### WORK TO DO:
Copy every one of the rows below, leaving each character unchanged.

[Excerpts from location labeling data]
◇ ◇ ◇ ◇

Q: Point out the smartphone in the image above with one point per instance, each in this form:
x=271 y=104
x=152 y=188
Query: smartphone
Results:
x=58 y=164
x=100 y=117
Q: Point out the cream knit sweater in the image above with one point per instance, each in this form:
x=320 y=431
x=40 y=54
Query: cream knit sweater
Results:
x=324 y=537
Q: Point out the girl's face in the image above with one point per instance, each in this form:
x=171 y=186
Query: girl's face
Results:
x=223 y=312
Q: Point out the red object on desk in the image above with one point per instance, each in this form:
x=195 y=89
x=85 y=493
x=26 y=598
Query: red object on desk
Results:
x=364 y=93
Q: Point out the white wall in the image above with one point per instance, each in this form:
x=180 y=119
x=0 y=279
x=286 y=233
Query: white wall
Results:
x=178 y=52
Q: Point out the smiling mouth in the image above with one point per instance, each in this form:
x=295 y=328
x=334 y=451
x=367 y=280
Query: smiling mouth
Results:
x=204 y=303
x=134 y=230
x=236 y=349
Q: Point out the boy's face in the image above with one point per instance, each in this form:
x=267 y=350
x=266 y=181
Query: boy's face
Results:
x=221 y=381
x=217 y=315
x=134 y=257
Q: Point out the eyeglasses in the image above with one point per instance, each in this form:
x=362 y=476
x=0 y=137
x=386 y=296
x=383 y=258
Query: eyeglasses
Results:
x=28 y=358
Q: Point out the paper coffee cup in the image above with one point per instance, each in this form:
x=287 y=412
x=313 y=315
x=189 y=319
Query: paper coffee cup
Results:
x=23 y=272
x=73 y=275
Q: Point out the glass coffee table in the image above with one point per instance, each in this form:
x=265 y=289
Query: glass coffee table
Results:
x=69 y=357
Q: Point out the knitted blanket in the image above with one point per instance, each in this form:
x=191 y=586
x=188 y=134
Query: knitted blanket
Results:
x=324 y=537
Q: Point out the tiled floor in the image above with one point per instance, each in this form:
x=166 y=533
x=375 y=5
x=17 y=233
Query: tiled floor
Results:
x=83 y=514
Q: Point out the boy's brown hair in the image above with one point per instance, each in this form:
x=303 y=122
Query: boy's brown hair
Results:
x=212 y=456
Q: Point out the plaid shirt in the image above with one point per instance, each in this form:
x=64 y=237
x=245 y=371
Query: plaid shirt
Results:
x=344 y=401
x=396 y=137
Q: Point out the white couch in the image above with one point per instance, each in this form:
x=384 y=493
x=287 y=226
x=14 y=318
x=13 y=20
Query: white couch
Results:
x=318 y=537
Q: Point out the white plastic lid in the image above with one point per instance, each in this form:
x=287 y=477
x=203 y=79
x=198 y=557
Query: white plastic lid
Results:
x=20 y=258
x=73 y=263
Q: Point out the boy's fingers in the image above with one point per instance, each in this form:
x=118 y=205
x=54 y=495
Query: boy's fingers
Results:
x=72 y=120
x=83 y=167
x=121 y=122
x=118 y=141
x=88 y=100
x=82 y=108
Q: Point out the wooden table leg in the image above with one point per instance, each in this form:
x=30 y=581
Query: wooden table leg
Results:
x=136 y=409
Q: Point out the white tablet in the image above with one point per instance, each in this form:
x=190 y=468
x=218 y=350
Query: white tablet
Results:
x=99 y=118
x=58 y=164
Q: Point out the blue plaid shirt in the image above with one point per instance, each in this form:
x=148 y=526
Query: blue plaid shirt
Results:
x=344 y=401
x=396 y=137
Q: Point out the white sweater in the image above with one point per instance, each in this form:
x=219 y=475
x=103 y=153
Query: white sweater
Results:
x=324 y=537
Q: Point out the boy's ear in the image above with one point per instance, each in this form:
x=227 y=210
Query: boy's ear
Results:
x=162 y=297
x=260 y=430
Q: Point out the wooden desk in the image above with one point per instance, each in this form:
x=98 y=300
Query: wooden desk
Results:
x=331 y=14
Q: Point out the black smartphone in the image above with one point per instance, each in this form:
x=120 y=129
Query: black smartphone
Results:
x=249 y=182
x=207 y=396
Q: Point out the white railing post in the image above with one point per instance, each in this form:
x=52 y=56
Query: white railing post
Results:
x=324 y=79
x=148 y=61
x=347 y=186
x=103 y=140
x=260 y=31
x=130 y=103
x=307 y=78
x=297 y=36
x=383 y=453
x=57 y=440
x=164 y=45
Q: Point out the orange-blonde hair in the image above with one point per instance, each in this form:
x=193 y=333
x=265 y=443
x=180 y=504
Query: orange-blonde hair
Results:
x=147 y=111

◇ ◇ ◇ ◇

### REPLY:
Q: Point out the smartphone in the image above with one point per instance, each in this form:
x=271 y=104
x=152 y=188
Query: smartphone
Results:
x=58 y=164
x=100 y=117
Q: Point out the cream knit sweater in the image above with one point per instance, each in this form:
x=320 y=431
x=40 y=54
Query: cream knit sweater
Results:
x=324 y=537
Q: Point out the girl's face in the image above with one point per instance, each in this form:
x=171 y=186
Query: girl's face
Results:
x=223 y=312
Q: Point out the red object on desk in the image above with one point per instance, each in this form:
x=195 y=89
x=85 y=493
x=26 y=598
Query: red object on desk
Results:
x=364 y=93
Q: Point out the white wall in the image above with one point per instance, each in this form:
x=180 y=119
x=0 y=279
x=286 y=233
Query: white wall
Results:
x=178 y=52
Q: Point out the smiling mouth in the image above with one point per instance, each in this form:
x=295 y=328
x=334 y=451
x=367 y=280
Query: smiling mouth
Results:
x=204 y=303
x=134 y=230
x=236 y=349
Q: Point out the boy's face in the image above with one point per instance, each in this form:
x=267 y=350
x=266 y=181
Query: boy's face
Results:
x=221 y=381
x=217 y=315
x=134 y=257
Q: Point out the eyeglasses in the image above with one point per instance, each in this form:
x=362 y=476
x=0 y=137
x=386 y=296
x=383 y=258
Query: eyeglasses
Results:
x=28 y=358
Q: Point out the paper coffee cup in the image above with one point per instance, each in this form:
x=287 y=412
x=313 y=315
x=189 y=319
Query: paper coffee cup
Results:
x=23 y=272
x=73 y=275
Q: Point out the glass coffee table in the image above with one point per instance, each in this form:
x=265 y=289
Query: glass coffee table
Results:
x=69 y=357
Q: Point out the knitted blanket in the image above with one point per instance, each in this form:
x=191 y=586
x=188 y=134
Query: knitted blanket
Results:
x=324 y=537
Q: Point out the tiled floor in the image above with one point per instance, each in this form:
x=166 y=533
x=375 y=5
x=17 y=233
Query: tiled floor
Results:
x=83 y=514
Q: Point out the boy's brown hair in the image above with one point per instance, each in this form:
x=303 y=122
Query: boy's brown hair
Results:
x=212 y=456
Q: Point out the plaid shirt in the image above with one point per instance, each in this form:
x=64 y=237
x=245 y=371
Query: plaid shirt
Results:
x=344 y=401
x=396 y=137
Q: Point out the white couch in the image above with one point per instance, each in this form:
x=384 y=493
x=287 y=226
x=14 y=318
x=13 y=20
Query: white couch
Results:
x=318 y=537
Q: Point out the white plastic lid in the image above with one point per instance, each in this form:
x=287 y=477
x=203 y=79
x=198 y=557
Query: white plastic lid
Results:
x=20 y=258
x=73 y=263
Q: Point out the boy's fingers in the image above with one point per instance, each in this form:
x=118 y=205
x=54 y=495
Query: boy's fingers
Results:
x=72 y=120
x=83 y=167
x=121 y=122
x=118 y=141
x=88 y=100
x=82 y=108
Q: Point out the wooden table leg in the image above with one point per instance, each in this form:
x=30 y=581
Query: wooden table leg
Results:
x=136 y=409
Q: Point out the white tablet in the image above with one point per instance, each in this form:
x=190 y=468
x=218 y=350
Query: white tablet
Results:
x=99 y=118
x=58 y=164
Q: Point out the blue plaid shirt in the image above with one point per instance, each in this form:
x=148 y=526
Query: blue plaid shirt
Results:
x=344 y=401
x=396 y=137
Q: Point out the white sweater in the image above with one point per instance, each in this form:
x=219 y=475
x=103 y=153
Query: white sweater
Results:
x=324 y=537
Q: Point out the boy's ear in the image above with one point per instance, each in this form:
x=227 y=210
Query: boy's ear
Results:
x=162 y=297
x=260 y=430
Q: Point out the wooden desk in the image above with one point per instance, each in this form:
x=98 y=300
Query: wooden desk
Results:
x=331 y=14
Q: Point out the black smartphone in the image above with one point per instance, each in this form:
x=120 y=129
Query: black smartphone
Results:
x=249 y=182
x=207 y=396
Q: Point out the white railing post in the image above with one point per instance, each in this form:
x=52 y=56
Query: white railing post
Results:
x=324 y=79
x=148 y=61
x=347 y=186
x=103 y=140
x=260 y=31
x=130 y=103
x=307 y=78
x=297 y=36
x=383 y=453
x=57 y=440
x=164 y=45
Q: Point out the orange-blonde hair in the image above with one point per instance, each in this form:
x=193 y=333
x=265 y=443
x=180 y=504
Query: orange-blonde hair
Results:
x=147 y=111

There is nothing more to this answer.